--- Exercise requirements ---
Please give again, exactly and in full, each line from the one holding "countertop and report the pixel coordinates." to the end of the listing.

* * * * * * * * *

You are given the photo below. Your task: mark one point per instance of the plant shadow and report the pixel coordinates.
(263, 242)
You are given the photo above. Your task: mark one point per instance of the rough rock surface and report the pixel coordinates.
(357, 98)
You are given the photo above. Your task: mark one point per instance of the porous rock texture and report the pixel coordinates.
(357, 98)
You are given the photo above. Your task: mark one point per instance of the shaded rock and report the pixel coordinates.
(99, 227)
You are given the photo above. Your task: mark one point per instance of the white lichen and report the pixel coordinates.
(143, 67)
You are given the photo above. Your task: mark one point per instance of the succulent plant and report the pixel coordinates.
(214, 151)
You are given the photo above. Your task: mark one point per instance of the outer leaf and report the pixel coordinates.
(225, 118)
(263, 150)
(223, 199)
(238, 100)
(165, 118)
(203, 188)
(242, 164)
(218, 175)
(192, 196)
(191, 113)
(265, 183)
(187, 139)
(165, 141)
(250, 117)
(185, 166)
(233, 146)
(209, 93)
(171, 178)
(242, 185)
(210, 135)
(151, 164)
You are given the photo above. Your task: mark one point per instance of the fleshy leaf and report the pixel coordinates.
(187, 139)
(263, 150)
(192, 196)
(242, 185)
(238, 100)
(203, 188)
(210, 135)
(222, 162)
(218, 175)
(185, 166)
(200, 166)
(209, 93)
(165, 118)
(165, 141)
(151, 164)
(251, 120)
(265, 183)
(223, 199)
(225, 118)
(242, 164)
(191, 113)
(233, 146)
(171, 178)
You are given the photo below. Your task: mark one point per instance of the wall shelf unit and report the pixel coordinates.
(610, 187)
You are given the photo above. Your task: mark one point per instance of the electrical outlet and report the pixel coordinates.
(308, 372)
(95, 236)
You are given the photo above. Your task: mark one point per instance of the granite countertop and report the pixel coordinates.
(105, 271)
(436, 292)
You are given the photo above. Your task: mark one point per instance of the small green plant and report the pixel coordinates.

* * * * * * * * *

--- Final answer ---
You are given the photo above. Your task: mark one point per instance of the granite countertop and report the pixel coordinates.
(105, 271)
(436, 292)
You are given the photo above. Your task: mark one point per instance of the small green plant and report the pixel coordinates.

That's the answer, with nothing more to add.